Copy all the entries below exactly, but not the pictures.

Segmentation labeling entries
-----

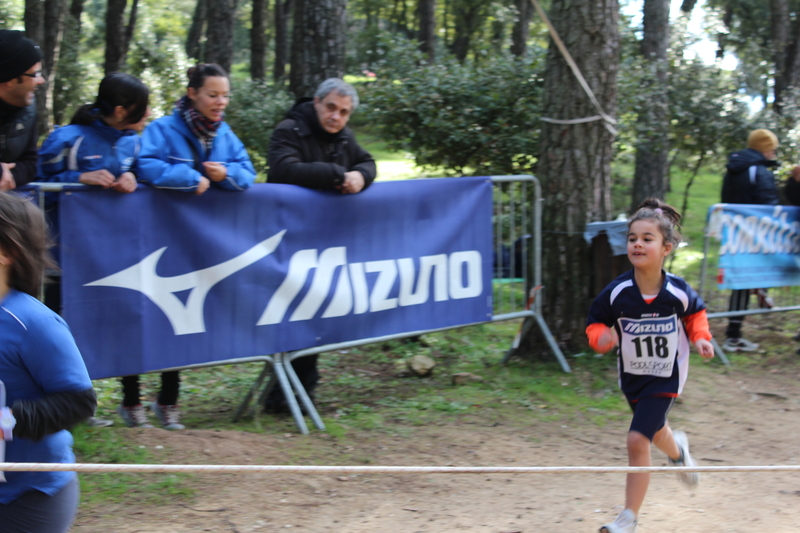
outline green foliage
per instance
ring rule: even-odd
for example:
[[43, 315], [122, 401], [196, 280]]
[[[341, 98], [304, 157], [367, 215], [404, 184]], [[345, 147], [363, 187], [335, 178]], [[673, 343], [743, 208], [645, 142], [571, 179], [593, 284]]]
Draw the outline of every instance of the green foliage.
[[247, 147], [256, 170], [267, 171], [269, 138], [292, 107], [294, 98], [281, 87], [264, 81], [237, 82], [225, 120]]
[[367, 120], [390, 148], [450, 174], [529, 172], [538, 152], [543, 54], [490, 64], [424, 64], [413, 43], [386, 37]]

-----

= The output =
outline green foliage
per instance
ring rule: even-odd
for example:
[[43, 315], [122, 401], [196, 280]]
[[[341, 98], [304, 157], [367, 215], [404, 184]], [[345, 147], [363, 187], [335, 178]], [[673, 343], [743, 208], [645, 142], [571, 179], [593, 284]]]
Draw the outline of every instance of the green foliage.
[[247, 147], [256, 170], [267, 171], [269, 138], [292, 107], [294, 98], [281, 87], [264, 81], [237, 82], [225, 120]]
[[367, 120], [390, 148], [450, 174], [529, 172], [538, 152], [543, 54], [490, 64], [424, 64], [413, 43], [386, 37]]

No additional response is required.